TEXT SHOWN>
Tomorrow, then. “It’s in Celsius, because, y’know. Scientists,” he told me, grinning. (And because converting it was going to take far more programming time than it was worth bothering over.)
While he was making that I was researching automatic watering systems. I want my trees’ health not depending on mine.
Oh and? There was a new cluster of buds today beginning in a new place on that mango. (YAY!!!!!) Not that I’m excited or anything. Oh no not at all.
I’ll have to bring Timothy and Adams one when I can. (Don’t worry, Dani, you’re still first in line.)
Happy Birthday, Milk Pail!
Milk Pail turned 41 today and Steve threw a cheese tasting party in celebration and that it wouldn’t be the last. We got the invite.
Seeing the Wensleydale with cranberries, I said, “I’m going to tell you something I bet you don’t know.”
“What’s that?” he asked.
I told him that Wensleydales ate too much for how much wool they produced and so the commercial flocks pretty much had vanished except for one flock (actually might have been two, come to think of it) hanging on preserving the breed. And then the handspinning market found out that there was this rare really cool lustrous wool to play with and that was the start of its comeback.
“Cool!”
Milk Pail is the little shop that spent years and finally successfully fought off a developer who’d wanted Steve’s land. The problem being that Steve had had an agreement to share parking with the other businesses surrounding his but one by one they had all sold out to said developer, who proposed building eight to ten stories in a solid block around Steve’s till he starved and sorry about that, pal. The mayor even told the guy’s rep to shorten those in the plans so that they could make better use of Steve’s land when they got it. Charming.
They did a test run by illegally cutting off another small shop from its customers, and its owners caved and sold.
Not Steve.
Years.
City council meeting protests. Standing-room-only turnouts, again and again. Appeals to reason. Because Steve had owned his place so long (the distortions of long-ago Proposition 13 being the unspoken elephant in the room) he could keep his prices very low; a new owner would have to pay current-market-value-rate property taxes in one of the most expensive parts of the country. Local zucchinis at fifteen cents? Ears of corn at twenty? Triple-creme brie? Manufacturing cream for your chocolate torte, which no one else sold? You want local, Steve even owns his own cows now, having saved someone’s family farm.
You had the most and the least well off in Silicon Valley calling the eclectic little place their favorite shop and coming together in their day-to-day, being human together no matter their circumstances. And that is no small achievement.
Steve knew our car situation and that there had been times when Richard had taken time off work so I could go to those city council meetings, and he made a point of telling Richard how grateful he was for that and that I’d not only gone, I had told him when I wouldn’t be able to make one.
It told him the fate of what he’d poured his whole life into mattered not just to him. That had meant far more to him than I had ever had any idea of.
And, he continued, “Have you seen the video? You’ve got to see the video!”
I cringed but I quoted: “If. You. Shaft. Steve!” and we laughed together at that moment when I’d stood at that podium. “Yeah, I kind of lost it.”
“You should show it to your kids! Save it for your grandkids!”
“Four, two” (almost), “and one month.”

TASKS>
a) In the Milk Pail text, which foods are named as examples in the paragraph that begins "City council meeting protests."?
b) Write a continuation of the Milk Pail text, starting after its final line.

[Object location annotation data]
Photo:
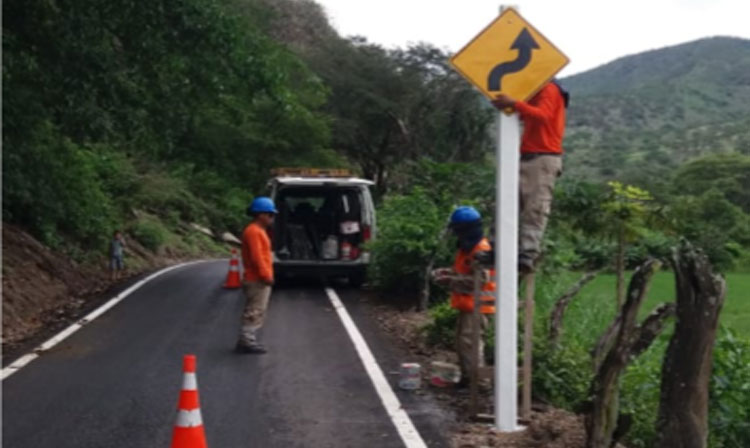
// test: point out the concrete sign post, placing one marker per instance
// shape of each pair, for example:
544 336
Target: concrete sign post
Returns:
511 57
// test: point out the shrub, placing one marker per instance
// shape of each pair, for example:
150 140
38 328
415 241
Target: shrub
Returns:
729 412
409 230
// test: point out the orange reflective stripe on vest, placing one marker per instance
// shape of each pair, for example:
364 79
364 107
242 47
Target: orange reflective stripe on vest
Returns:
465 302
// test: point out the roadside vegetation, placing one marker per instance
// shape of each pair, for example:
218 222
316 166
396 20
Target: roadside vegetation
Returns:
150 118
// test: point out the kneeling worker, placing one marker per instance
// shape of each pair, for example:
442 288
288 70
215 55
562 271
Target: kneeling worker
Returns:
257 280
466 224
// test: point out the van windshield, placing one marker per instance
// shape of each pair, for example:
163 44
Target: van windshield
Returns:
318 223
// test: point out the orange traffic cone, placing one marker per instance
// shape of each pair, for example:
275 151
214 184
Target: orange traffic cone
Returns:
188 429
233 277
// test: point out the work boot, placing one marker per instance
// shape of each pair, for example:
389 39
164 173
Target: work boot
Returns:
255 349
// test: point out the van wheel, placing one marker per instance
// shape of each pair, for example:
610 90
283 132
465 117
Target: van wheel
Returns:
357 280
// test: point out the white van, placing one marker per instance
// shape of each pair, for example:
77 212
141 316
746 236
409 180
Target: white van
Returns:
325 219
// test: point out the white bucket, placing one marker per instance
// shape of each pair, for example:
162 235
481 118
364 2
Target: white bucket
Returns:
410 377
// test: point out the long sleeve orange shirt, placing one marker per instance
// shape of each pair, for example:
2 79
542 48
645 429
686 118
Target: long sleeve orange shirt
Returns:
543 121
256 254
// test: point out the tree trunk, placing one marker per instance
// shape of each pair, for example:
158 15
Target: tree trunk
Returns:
555 324
424 296
683 409
602 422
620 268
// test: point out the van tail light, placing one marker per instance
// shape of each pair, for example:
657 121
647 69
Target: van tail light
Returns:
366 233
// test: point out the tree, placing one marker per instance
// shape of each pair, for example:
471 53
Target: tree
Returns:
625 212
628 340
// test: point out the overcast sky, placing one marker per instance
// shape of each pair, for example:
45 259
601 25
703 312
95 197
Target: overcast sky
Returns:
590 32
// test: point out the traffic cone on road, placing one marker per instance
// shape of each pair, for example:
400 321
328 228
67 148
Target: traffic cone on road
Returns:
188 429
233 277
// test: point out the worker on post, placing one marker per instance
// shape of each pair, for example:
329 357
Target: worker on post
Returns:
466 224
541 164
258 277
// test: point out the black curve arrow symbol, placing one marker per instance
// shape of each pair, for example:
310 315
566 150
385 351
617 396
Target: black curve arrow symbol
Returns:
525 44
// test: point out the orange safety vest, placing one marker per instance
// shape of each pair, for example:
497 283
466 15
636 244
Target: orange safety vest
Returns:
465 302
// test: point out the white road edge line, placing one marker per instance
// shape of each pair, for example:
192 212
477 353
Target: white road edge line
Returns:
409 434
34 354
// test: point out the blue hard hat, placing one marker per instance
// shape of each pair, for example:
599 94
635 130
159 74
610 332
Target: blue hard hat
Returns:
262 204
465 214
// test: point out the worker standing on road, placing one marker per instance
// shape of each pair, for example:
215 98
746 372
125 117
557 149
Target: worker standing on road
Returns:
466 224
541 164
258 277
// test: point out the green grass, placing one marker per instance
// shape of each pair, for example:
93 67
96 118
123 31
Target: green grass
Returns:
563 375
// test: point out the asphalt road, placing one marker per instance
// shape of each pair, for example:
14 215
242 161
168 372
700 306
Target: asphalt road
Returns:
115 383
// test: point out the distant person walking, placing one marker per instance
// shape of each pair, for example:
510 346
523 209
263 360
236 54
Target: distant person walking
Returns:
543 119
258 277
116 252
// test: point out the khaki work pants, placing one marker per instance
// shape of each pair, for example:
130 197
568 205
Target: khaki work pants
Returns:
538 176
257 295
464 335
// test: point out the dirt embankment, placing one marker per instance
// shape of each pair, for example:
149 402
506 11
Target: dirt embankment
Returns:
548 427
43 288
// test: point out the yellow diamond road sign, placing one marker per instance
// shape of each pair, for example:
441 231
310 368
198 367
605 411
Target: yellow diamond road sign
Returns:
509 56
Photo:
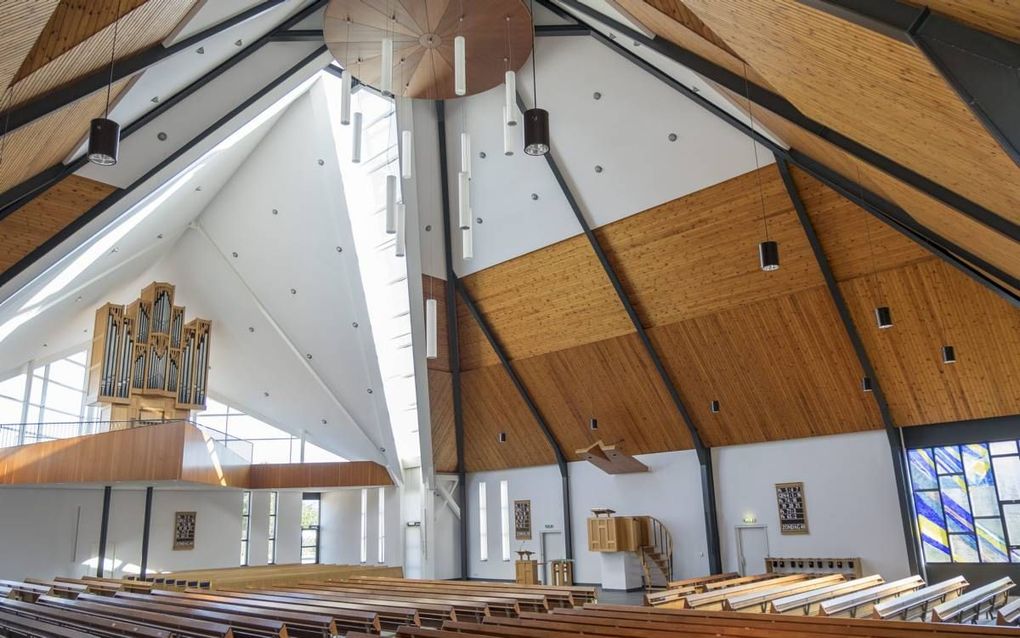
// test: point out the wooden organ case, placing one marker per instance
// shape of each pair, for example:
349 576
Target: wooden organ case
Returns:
147 362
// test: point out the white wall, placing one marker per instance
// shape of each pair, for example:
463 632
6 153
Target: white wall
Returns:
853 508
852 503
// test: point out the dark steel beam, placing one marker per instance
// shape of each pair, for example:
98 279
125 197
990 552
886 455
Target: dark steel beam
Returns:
104 528
532 407
17 196
453 338
899 465
879 207
782 107
704 453
146 525
981 67
119 194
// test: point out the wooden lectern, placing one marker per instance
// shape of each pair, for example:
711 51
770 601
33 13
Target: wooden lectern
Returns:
527 570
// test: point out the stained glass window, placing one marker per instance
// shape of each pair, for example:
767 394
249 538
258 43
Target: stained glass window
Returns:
967 501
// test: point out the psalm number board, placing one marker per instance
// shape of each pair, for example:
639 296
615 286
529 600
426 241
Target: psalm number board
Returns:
522 520
793 509
184 530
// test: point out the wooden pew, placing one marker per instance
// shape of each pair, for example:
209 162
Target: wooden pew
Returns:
969 606
315 619
244 626
862 602
428 614
1009 614
390 616
463 608
177 625
713 599
99 626
805 603
11 624
917 603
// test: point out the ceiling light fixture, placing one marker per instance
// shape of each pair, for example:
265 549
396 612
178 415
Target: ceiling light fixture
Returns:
104 134
536 119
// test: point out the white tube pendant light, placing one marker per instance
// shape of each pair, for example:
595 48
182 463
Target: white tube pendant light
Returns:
391 204
467 244
459 66
431 330
345 98
406 154
510 110
465 153
386 82
401 244
507 135
464 200
356 139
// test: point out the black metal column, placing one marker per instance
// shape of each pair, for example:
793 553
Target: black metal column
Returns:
896 447
453 343
145 532
104 527
531 407
704 453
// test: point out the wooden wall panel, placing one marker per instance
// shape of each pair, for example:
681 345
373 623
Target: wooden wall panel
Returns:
29 227
551 299
878 91
854 242
934 305
492 405
699 254
140 29
22 21
441 410
781 369
614 381
1001 17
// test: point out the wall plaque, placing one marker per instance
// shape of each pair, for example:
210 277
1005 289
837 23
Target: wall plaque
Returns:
184 530
793 509
522 520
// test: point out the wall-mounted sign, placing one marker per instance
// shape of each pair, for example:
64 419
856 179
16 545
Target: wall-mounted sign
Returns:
184 530
522 520
793 508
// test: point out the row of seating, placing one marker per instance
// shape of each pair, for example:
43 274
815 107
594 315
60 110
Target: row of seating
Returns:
834 595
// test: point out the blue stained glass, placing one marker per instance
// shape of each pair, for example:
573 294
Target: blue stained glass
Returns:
948 459
932 527
990 541
922 470
964 548
977 464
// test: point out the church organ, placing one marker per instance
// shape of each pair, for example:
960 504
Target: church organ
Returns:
147 361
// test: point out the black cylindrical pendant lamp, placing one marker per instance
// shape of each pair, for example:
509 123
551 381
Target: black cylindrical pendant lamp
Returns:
536 132
883 316
768 255
104 142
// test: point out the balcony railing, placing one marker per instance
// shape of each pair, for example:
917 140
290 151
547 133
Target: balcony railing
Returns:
26 434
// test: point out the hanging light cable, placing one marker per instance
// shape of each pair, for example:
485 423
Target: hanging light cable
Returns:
536 119
768 251
104 134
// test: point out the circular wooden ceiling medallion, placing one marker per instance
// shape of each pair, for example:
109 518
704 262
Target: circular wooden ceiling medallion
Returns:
498 36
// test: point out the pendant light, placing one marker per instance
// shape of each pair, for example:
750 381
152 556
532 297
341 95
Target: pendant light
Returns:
431 330
406 154
768 250
391 204
401 243
345 82
536 119
104 134
465 153
464 200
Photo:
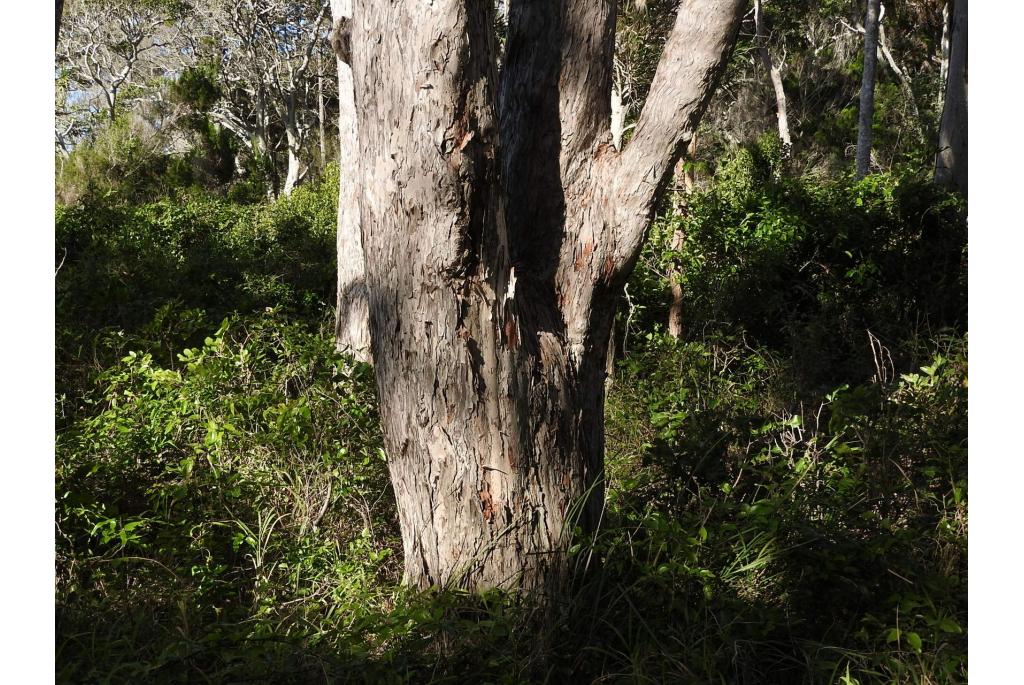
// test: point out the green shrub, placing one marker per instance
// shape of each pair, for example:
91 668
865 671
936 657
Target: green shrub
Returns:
810 267
232 494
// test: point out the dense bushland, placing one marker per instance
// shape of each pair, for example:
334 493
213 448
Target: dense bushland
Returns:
786 482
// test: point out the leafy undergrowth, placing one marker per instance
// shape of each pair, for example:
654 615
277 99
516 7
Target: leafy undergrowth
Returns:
223 512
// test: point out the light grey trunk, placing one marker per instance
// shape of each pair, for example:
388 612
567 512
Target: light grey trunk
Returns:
351 317
906 86
678 240
866 112
775 75
499 230
950 162
322 113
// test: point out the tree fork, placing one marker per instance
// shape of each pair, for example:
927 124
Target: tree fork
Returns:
499 229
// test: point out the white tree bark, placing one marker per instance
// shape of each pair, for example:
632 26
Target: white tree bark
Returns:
351 315
866 114
775 75
499 230
950 162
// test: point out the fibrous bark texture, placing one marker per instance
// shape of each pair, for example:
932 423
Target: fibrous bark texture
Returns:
775 74
950 162
351 315
866 113
500 224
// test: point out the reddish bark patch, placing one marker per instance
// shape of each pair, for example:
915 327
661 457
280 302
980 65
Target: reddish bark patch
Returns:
486 504
511 333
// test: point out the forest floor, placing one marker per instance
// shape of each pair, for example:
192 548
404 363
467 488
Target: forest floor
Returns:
786 483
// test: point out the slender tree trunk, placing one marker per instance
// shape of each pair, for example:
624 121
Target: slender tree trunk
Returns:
866 113
776 80
950 162
293 141
294 161
904 83
322 112
351 315
943 56
499 230
59 12
678 240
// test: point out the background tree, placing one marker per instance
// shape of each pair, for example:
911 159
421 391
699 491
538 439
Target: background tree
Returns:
266 66
865 119
950 162
351 315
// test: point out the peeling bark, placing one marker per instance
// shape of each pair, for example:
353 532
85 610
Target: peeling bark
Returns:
776 80
499 229
351 315
950 162
866 113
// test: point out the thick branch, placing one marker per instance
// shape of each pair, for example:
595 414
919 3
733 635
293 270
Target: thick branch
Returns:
694 57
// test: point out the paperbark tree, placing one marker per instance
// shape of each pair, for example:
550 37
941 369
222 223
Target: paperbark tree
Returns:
351 316
775 74
264 50
866 113
499 225
950 162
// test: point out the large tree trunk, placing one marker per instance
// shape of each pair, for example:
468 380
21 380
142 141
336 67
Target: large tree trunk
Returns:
497 240
866 113
950 162
351 318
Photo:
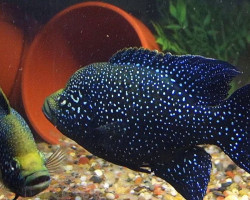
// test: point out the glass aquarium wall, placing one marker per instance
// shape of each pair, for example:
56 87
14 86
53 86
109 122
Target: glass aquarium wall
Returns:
125 99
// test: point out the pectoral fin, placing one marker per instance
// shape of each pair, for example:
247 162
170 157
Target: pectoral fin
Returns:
188 172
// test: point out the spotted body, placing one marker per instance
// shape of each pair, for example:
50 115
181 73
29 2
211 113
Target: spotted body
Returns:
23 169
148 109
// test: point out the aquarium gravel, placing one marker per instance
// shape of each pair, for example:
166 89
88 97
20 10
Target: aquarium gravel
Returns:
84 176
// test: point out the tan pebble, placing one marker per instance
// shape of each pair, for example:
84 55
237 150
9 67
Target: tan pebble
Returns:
232 197
122 190
237 179
244 192
131 176
72 154
146 195
78 198
235 191
98 172
245 197
68 167
110 196
168 197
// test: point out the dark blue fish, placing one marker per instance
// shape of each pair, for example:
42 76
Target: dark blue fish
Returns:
148 110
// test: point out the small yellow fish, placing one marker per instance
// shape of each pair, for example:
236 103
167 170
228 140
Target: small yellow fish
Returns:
24 170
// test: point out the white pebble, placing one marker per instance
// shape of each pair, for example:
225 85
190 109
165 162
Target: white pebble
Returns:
110 196
98 172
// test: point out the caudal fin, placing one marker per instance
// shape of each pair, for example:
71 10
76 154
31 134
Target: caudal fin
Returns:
234 130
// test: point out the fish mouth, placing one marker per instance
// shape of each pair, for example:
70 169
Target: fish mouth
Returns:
36 183
47 110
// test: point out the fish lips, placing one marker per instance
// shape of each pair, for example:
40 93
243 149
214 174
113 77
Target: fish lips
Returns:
47 111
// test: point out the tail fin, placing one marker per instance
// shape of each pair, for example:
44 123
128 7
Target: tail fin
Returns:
234 133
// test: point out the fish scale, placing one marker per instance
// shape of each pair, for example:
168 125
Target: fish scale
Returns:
149 109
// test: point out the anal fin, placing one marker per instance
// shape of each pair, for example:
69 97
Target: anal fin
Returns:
188 172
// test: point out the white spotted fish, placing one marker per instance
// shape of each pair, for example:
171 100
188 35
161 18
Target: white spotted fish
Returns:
149 110
23 169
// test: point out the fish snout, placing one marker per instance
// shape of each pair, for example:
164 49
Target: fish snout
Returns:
47 109
36 183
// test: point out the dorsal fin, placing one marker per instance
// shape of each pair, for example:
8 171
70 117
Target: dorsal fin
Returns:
4 103
206 79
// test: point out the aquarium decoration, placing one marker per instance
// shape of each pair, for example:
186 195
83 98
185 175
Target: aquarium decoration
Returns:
209 28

EXERCISE RESPONSES>
a) Local zucchinis, ears of corn, triple-creme brie, and manufacturing cream.

b)
“Yeah, okay, a little young yet,” he agreed. “But still. Who would have guessed it. I mean, with your religious background, and you’re a…knitter! I mean-! He grinned, “You really took them on!”
“Yeah, she can be a real rabble rouser,” said Richard, and we both kind of explained our Washington DC/political family backgrounds: you speak up when you see an injustice. You just do. (But then, one does anyway, I would hope.)
And I remembered the city council meeting where I had cast on at the start and cast off at the hours-later finish, wound the ends in with my knitting needles and presented Steve with a hand knit hat to tell him the community was behind him. It was later that I would be telling that city council how good they had it to have a business like Steve’s creating some of the better moments in Silicon Valley and with that memorable phrase announced that my family and I would take it as, then they didn’t want our business. Any of their businesses. Anywhere in Mountain View, if those politicians pocketed that developer’s money and looked the other way. “We have our own,” and I stormed off before their timer even beeped.
Totally earned Tiger Mom cred in his eyes that night. He was unfailingly soft-spoken and kind but someone needed to stand up for him and give it to’em like they needed it given to’em. Darn straight.
I handed out a few Peruvian hand knit finger puppets to two sets of parents for their toddlers tonight.
We had a great time, and let me tell you, that Wensleydale with the cranberries? I have a new favorite cheese. Clearly it wasn’t just the handspinners. I can’t wait to go stock up at the shop.
A little ice cream…
Friday January 30th 2015, 11:20 pm
Filed under:
Food,
Garden
Rain is in the forecast oh thank goodness after 30 dry days and freezing is not.
I almost didn’t see it. I was walking past it and did a double take.
Blueberries. Blooming. In January. Not profusely, but hey.
I didn’t know they could do that.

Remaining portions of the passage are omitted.